In the final vote, 90 senators agreed to the McCain amendment, while 9 senators opposed it (Wayne Allard R-CO, Christopher Bond R-MO, Tom Coburn R-OK, Thad Cochran R-MS, John Cornyn R-TX, James Inhofe R-OK, Pat Roberts R-KS, Jeff Sessions R-AL, and Ted Stevens R-AK; see Laurence M. Vance, "Senate Republican Torture Masters," October 12, 2005: http://www.uruknet.info/?p=m16678&date=12-oct-2005_14:11_ECT ).
Bush has threatened to veto the DOD appropriations bill because of the McCain amendment, but we'll be watching to see how it fares in the House-Senate conference committee. Here is a good analysis of how and why the Bush administration wants to water down the McCain amendment:
Marty Lederman, "Beware the 'Augmented' McCain Amendment!" Balkinization, October 15, 2005:
http://balkin.blogspot.com/2005/10/beware-augmented-mccain-amendment.html
Since the proceedings of the Congressional conference are not public, it is difficult to know what is actually going on. The Senate delegation is composed of 19 members, 10 Republicans and 9 Democrats; the conferees are Senators Stevens R-AK, Cochran R-MS, Specter R-PA, Domenici R-NM, Bond R-MO, McConnell R-KY, Shelby R-AL, Gregg R-NH, Hutchison R-TX, Burns R-MT, Inouye D-HI, Byrd D-WV, Leahy D-VT, Harkin D-IA, Dorgan D-ND, Durbin D-IL, Reid D-NV, Feinstein D-CA, and Mikulski D-MD. The following WaPo article provides the latest information we could locate about the status of the McCain amendment:
R. Jeffrey Smith and Josh White, "Cheney Plan Exempts CIA from Bill Barring Abuse of Detainees," Washington Post, October 25, 2005, Page A1:
http://www.washingtonpost.com/wp-dyn/content/article/2005/10/24/AR2005102402051.html
http://www.truthout.org/docs_2005/102505J.shtml
Sen. Stevens and the Bush administration had no serious objections to Sen. Graham's amendment no. 2004 to H.R. 2863 to "bless" and tweak the Guantánamo Bay Combatant Status Review Tribunals and Administrative Review Boards. On Oct. 5, the slightly revised Graham amendment was agreed to in the Senate by unanimous consent; see the text and discussion of the amendment in the Congressional Record, S11073 column c to S11075 column a:
http://frwebgate.access.gpo.gov/cgi-bin/getpage.cgi?position=all&page=S11073&dbname=2005_record
We saw press reports of an amendment to this DOD appropriations bill, proposed by Sen. Carl Levin D-MI along with Sens. Kennedy D-MA, Rockefeller D-WV, and Reed D-RI, to create an independent commission to investigate allegations of prisoner abuse.

=-=-=-=-=

*Questions to answer*
**a.** In the passage on the McCain amendment, how many senators voted against the amendment?
**b.** Pick up the passage on the McCain amendment after its last sentence and keep writing.
You won't need the lines after this passage.

=-=-=-=-=

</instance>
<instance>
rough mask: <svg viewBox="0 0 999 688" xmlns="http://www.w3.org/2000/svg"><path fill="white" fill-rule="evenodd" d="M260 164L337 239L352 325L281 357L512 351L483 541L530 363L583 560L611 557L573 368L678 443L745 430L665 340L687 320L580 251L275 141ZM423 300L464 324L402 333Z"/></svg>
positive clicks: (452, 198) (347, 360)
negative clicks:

=-=-=-=-=

*Responses in order*
**a.** Nine senators voted against it.

**b.**
See William Fisher, "Calls Mount for Prisoner Abuse Commission," Inter Press Service News Agency, New York, NY, September 26, 2005:
http://ipsnews.net/interna.asp?idnews=30423
However no such amendment to H.R. 2863 reached the Senate floor.
Topic 3. Will the Supreme Court Decline to Hear Hamdan v. Rumsfeld?
According to David Luban, the Supreme Court is reluctant to review the July 15, 2005, decision by the D.C. Court of Appeals. Luban discusses the implications of this against the background of Captain Ian Fishback's abuse allegations and the McCain amendment:
David Luban, "Human Rights in the Balance: What's at Stake in Hamdan," Balkinization, October 12, 2005:
http://balkin.blogspot.com/2005/10/human-rights-in-balance-whats-at-stake.html
Topic 1. The Nomination of Judge John Roberts to Be Chief Justice of the United States
Following the death of Chief Justice Rehnquist, the stakes in the Roberts nomination were raised when President Bush nominated him for the position of Chief Justice rather than Associate Justice. During two-and-a-half days of questioning before the Senate Judiciary Committee, Democratic senators showed a lack of preparation and coordination. The questions of Senators Leahy and Feingold were relatively effective, but that's not saying much, particularly since both Leahy and Feingold ended up voting for the Roberts nomination (five of the eight Democratic senators on the Judiciary Committee voted against it). On the first day of questioning, which was the second day of the nomination hearings (Tuesday, September 13, 2005), Senator Russ Feingold D-WI posed this question to the nominee:
—
FEINGOLD: Last month, when I was home in Wisconsin, a constituent came up and said to me that he believed the D.C. Circuit decision in the Hamdan case, a different case, which you joined in, to uphold the government's ability to try a Guantanamo Bay detainee by military commission, should disqualify you from being on the Supreme Court. This is apart from the issue that Senator Schumer and I wrote you about, which I'll turn to later. I want to know with regard to the substance of the decision, why do you think someone would think that your decision in that case—why would somebody come up to me and say that your decision in that case should disqualify you from consideration as a Supreme Court justice?
ROBERTS: Well, Senator, you've touched upon an area in which I cannot comment. That case is still pending. It's pending before the Supreme Court. Under the Judicial Canons of Ethics, Canon 3A(6), I'm not supposed to comment publicly in any way about a case that's still pending.
FEINGOLD: Not asking you to comment on the case. I'm asking you why you think somebody who I represent would care enough about this issue that they would say this should be a disqualify. In other words, characterize what is the issue in the case that would make somebody that concerned that he would make such a statement.
ROBERTS: Well, the issue involves the same sort of issues that you began the discussion with, the question of civil liberties in wartime.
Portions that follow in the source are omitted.